## Text block

Romania likes the open borders. They can "encourage" their gypsies to move to more "comfortable" countries while there's no checks.

Link to comment
Share on other sites

What are these people thinking ? That they just arrive in Germany or England or Sweden and it's all going to be riches and paradise ? That hundreds of thousands of accommodations and high-paying jobs are just sitting there waiting for them to arrive ?

What happens when they arrive and there are no luxury accommodations and they are crammed into block housing (at best) or tent cities, with winter coming ? What happens when they find there are few or no jobs ? What happens when they decide the government of (wherever) isn't giving them enough free stuff for them to earn a living (selling the free stuff), raise a family and take holidays back to the home country ? What happens when the Sunnis and Shias and Wahhabis and Alawites see Zorastrians and Christians and Yazidi refugees getting the exact same things they are (and possibly are living in the exact same accommodations) ?

Note: I was stationed in Germany from '84-88 while the Cold War was "still a thang". The (West) Germans I knew despised the (East) Germans as being mostly welfare cases that the government bent over backwards to support (at the expense of the West Germans footing the bills of course). Then there were the other refugees, like the Turks (yes, at one point there were a lot of Turks flooding into Germany because of the high level of benefits and quality healthcare and the lure of "high paying" jobs).

Tensions got pretty high at one point when an apartment building full of Turkish "refugees" threatened to burn down the building they were living in (with their families) if the German government didn't give them more money !! You see, the Germans were giving them free accommodations and giving them money for food, clothing and sundries, but according to the Turks themselves, it wasn't enough to allow them to return to Turkey for vacations !!!!!!!!

I remember seeing the news reports on TV with my (German) friends. To say that the (West) Germans living in my area were livid would be putting it mildly. They were ready to march on that apartment building, chain the doors and set it on fire themselves. They were happy to help those in need, but when they saw people trying to screw them over and taking advantage of them and being downright arrogant about the whole matter, they got pretty close to taking matters into their own hands.

## Task list
[1] In the forum text, during which years was the writer stationed in Germany?
[2] Write out the passage of the forum text that opens with the words containing "Tensions got pretty" and closes with "for vacations !!!!!!!!".

## Data to examine
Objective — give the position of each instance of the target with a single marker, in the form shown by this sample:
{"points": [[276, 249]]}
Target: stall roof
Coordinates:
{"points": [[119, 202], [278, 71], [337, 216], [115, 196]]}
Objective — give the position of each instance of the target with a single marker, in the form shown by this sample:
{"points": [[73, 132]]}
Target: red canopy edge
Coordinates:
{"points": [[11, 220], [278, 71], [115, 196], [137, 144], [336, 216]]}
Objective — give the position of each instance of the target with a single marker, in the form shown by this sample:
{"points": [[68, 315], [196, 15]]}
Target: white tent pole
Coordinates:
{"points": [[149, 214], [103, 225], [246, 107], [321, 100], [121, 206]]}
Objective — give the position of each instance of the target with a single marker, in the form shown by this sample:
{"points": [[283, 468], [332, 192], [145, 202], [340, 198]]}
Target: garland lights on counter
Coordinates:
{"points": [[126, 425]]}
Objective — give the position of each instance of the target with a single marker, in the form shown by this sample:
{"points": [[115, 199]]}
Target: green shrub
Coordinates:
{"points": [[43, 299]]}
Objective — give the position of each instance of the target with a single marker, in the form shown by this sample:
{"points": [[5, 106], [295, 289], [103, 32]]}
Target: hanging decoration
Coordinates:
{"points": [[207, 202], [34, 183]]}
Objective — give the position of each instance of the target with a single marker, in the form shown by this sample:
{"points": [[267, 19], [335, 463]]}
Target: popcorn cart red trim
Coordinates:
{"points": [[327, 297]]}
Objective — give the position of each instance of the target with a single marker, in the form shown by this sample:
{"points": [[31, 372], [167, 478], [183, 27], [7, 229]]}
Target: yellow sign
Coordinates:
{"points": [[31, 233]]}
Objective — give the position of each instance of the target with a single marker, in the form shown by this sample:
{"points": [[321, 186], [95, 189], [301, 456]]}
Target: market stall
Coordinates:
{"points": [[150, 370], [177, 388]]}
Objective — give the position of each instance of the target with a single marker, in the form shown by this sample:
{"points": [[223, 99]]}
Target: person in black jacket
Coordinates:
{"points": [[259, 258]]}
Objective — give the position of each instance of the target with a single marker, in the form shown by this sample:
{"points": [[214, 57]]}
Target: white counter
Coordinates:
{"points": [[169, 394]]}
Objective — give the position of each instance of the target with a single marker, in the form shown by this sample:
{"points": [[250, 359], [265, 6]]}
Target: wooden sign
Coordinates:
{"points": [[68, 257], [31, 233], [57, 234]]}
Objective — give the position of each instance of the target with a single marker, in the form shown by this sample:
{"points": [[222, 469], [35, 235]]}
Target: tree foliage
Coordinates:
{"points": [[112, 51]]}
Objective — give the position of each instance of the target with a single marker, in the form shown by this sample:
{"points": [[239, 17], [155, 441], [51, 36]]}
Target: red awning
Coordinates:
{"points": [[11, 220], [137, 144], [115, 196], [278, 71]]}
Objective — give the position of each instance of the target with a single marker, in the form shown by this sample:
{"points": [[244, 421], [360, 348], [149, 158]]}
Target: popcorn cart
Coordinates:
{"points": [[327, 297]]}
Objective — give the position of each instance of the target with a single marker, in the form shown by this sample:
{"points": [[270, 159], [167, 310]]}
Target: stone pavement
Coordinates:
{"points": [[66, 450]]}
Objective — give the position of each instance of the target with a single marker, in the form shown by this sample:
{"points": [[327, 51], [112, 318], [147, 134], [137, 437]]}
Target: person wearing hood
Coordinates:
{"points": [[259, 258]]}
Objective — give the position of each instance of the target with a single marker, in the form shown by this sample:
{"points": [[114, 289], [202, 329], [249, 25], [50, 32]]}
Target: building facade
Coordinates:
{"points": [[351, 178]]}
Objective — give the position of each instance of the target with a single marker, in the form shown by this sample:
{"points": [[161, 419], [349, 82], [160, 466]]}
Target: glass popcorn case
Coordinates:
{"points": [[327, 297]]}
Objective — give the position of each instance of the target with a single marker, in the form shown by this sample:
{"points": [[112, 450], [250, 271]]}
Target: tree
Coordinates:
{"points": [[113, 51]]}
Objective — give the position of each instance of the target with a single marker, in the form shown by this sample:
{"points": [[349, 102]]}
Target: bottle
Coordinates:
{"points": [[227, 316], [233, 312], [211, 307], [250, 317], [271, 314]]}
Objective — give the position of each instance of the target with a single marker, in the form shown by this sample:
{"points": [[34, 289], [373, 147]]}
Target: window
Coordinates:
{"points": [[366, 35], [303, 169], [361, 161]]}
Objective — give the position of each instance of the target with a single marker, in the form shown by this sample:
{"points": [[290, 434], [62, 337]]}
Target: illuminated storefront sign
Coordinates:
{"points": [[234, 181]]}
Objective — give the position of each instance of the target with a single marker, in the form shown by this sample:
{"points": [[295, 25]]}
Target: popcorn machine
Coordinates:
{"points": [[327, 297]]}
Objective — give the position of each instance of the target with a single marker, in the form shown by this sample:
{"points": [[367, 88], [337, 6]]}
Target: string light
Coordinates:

## Answers in order
[1] From '84 to '88.

[2]
Tensions got pretty high at one point when an apartment building full of Turkish "refugees" threatened to burn down the building they were living in (with their families) if the German government didn't give them more money !! You see, the Germans were giving them free accommodations and giving them money for food, clothing and sundries, but according to the Turks themselves, it wasn't enough to allow them to return to Turkey for vacations !!!!!!!!